## [Directive]
Copy every one of the lines below word for word, keeping their order.

(Entries pointing to named objects)

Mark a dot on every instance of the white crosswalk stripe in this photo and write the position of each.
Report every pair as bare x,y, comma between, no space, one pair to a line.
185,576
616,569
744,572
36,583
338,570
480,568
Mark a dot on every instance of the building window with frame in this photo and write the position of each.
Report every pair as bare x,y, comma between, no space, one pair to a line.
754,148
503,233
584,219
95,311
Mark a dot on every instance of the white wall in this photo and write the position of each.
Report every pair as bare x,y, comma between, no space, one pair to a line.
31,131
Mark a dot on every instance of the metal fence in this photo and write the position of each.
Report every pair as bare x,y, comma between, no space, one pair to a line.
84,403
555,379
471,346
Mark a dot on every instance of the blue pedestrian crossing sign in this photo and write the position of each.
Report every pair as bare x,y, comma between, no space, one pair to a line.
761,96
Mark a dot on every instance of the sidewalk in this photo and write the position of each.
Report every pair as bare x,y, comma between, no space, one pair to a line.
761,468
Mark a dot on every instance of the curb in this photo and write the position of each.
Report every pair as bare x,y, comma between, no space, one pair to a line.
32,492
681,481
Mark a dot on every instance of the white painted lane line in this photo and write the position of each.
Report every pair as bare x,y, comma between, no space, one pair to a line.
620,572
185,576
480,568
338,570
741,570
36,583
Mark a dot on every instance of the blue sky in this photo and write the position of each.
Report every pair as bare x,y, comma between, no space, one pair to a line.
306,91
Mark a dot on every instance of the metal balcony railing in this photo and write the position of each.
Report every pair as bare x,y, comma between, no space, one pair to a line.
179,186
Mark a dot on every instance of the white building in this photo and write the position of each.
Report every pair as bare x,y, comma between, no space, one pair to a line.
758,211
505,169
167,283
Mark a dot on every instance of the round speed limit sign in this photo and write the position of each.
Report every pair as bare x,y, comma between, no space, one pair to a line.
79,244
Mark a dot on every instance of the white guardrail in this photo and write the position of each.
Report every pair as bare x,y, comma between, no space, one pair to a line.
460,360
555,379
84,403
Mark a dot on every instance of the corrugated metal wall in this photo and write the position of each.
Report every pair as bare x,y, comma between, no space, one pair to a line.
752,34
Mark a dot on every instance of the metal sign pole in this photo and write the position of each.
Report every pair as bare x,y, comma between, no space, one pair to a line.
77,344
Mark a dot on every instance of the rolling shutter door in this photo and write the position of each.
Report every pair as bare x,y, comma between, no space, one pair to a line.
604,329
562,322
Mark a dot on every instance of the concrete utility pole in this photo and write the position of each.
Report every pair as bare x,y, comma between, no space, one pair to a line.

## [In response]
Mark a dot on every instance of the white crosswalk stripe in this photo and write the position of each.
Report every pair as bare x,y, comma between, no space, one pair to a line.
185,576
616,569
744,572
36,583
338,570
480,568
Mark a dot on every instance of the building window with frame in this photo and write the position of each.
Report every pair as bare x,y, comma between, no space, one pair to a line.
754,148
503,233
584,219
95,311
Mark a dot on every instance of the white wall in this photo and write the position of each.
Report every pair as bare x,y, comma between, no space, one pair to a line.
31,131
Mark a dot on every instance of the metal fence in this photo and write the position of each.
Report every pair as bare x,y, comma between, no space, one pair to a line.
84,403
555,379
471,346
Mark a dot on every instance of the blue pedestrian crossing sign in this photo and write the position of each.
Report every pair as bare x,y, comma between, no space, one pair to a line.
761,96
Mark a dot on every instance of the sidewalk in this photo and write the position of each.
Report every pair as bare x,y, comma between, no space, one pair to a line.
761,468
Mark a dot on every instance of the curb in this photo and write the position of each.
Report every pair as bare x,y, comma between, no space, one pair to a line.
32,492
681,481
Mark a dot on every instance of the white painted lane line in this photo and write the position of each.
Report every pair as bare x,y, comma between, no space, one pair to a line.
620,572
185,576
480,568
338,570
741,570
36,583
Mark a dot on every instance of the blue sky in this photo and write the position of each.
Report every pair as bare x,y, comma between, no space, one pair to a line.
306,91
Mark a dot on every instance of the metal balcony railing in this photo and write the position of each.
Report every pair as bare x,y, comma between, no space, one pair to a line.
179,186
Mark a dot on every instance of the white building in this photo and write the position of each.
Report every pair as bare x,y, comma between, no space, one pair to a line.
758,211
505,169
167,283
Mark a dot on every instance of the round speed limit sign in this photo and write the position of each.
Report every pair as bare x,y, comma between, no space, one pair to a line.
79,244
Mark a dot on every instance of the white guardrail in this photo and write the position of each.
Report every pair as bare x,y, comma between, no space, one pair to a line.
460,360
555,379
84,403
Mark a dot on every instance of the corrugated metal wall in this photo and write the position of each.
Report every pair as bare x,y, comma between, no space, one pair to a line.
752,34
Mark a dot on every instance of the metal sign pole in this photo and write the position of each.
Report every pair as bare x,y, comma between, no space, one pair to a line.
77,344
Mark a dot on every instance of the rolling shutter door in this photo and write the position of each.
Report every pair as bare x,y, comma between, no space, one pair to a line.
604,329
562,322
Mark a dot on every instance of the concrete utility pole in this photo and write the position of each.
Report every pair as bare x,y, comma between, no space, one pair to a line.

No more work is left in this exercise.